Goals:
**a.** In the potential flow text, rewrite the passage from "In consequence, the" to "[kg/s] as a unit.", renaming "deltaPhi" to "jumpPhi" wherever it occurs.
**b.** Translate this sentence from the potential flow text into Spanish: "The circulation of "V" over closed curves not circling around the object is zero."
**c.** According to the potential flow text, what unit does the mass flow density "Dmdt" have?

Document extract:
--------------------------------

Potential flows are defined by
V = grad phi => curl V = 0
where the multivalued scalar potential "phi"
presents a discontinuity of magnitude "deltaPhi"
across a cut "Sur_Cut".
In consequence, the velocity field "V" is curl-free
over the wole domain of analysis "Vol_rho"
but its circulation over any closed curve circling around the object,
a quantity often noted "Gamma" in the literature,
gives "deltaPhi" as a result.
The circulation of "V" over closed curves
not circling around the object is zero.
In the getDP model, the discontinuity "deltaPhi" [m^2/s]
is defined as a global quantity in the Functional space of "phi".
The associated (dual) global quantity is the mass flow density,
noted "Dmdt", which has [kg/s] as a unit.
Governing equations are
div ( rho[] grad phi ) = 0 in Vol_rho
rho[] grad phi . n = rho[] Vn = 0 on Sur_Neu
whereas the uniform velocity field "V_infinity" is imposed
by means of Dirichlet boundary conditions
on the upstream and downstream surfaces "GammaUp" and "GammaDown".
Momentum equation is decoupled in case of stationary potential flows.
The velocity filed can be solved first, and the pressure
is obtained afterwards by invoking Bernoulli's theorem:
p = -0.5 * rho[] * SquNorm [ {d phi} ]
The "Lift" force in "Y" direction is then evaluated
either by integrating "p * CompY[Normal[]]"

--------------------------------

Information given:
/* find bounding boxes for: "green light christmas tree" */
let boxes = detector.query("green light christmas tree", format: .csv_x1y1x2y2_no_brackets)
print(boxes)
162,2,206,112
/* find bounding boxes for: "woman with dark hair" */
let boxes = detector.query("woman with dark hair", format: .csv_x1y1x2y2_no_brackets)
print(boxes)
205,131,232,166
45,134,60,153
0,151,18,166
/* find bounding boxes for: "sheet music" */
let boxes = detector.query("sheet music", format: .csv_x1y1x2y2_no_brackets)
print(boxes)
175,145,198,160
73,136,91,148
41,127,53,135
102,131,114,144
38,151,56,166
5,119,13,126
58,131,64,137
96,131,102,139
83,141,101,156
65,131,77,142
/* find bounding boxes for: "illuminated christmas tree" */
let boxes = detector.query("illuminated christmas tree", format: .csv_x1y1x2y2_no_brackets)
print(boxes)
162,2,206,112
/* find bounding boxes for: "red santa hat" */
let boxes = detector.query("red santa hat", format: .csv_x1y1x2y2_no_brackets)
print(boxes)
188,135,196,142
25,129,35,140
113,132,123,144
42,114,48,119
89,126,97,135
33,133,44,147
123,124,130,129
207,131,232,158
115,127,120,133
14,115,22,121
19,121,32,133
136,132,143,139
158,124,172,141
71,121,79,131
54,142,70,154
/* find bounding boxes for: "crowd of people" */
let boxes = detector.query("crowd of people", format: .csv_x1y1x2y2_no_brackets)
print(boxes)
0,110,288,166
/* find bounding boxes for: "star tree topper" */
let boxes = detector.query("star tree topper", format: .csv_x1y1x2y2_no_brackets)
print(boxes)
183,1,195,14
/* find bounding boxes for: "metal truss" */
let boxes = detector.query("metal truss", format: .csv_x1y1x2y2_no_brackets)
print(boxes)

--------------------------------

Results by task:
**a.**
In consequence, the velocity field "V" is curl-free
over the wole domain of analysis "Vol_rho"
but its circulation over any closed curve circling around the object,
a quantity often noted "Gamma" in the literature,
gives "jumpPhi" as a result.
The circulation of "V" over closed curves
not circling around the object is zero.
In the getDP model, the discontinuity "jumpPhi" [m^2/s]
is defined as a global quantity in the Functional space of "phi".
The associated (dual) global quantity is the mass flow density,
noted "Dmdt", which has [kg/s] as a unit.

**b.** La circulación de "V" sobre curvas cerradas que no rodean el objeto es cero.

**c.** It has kg/s as a unit.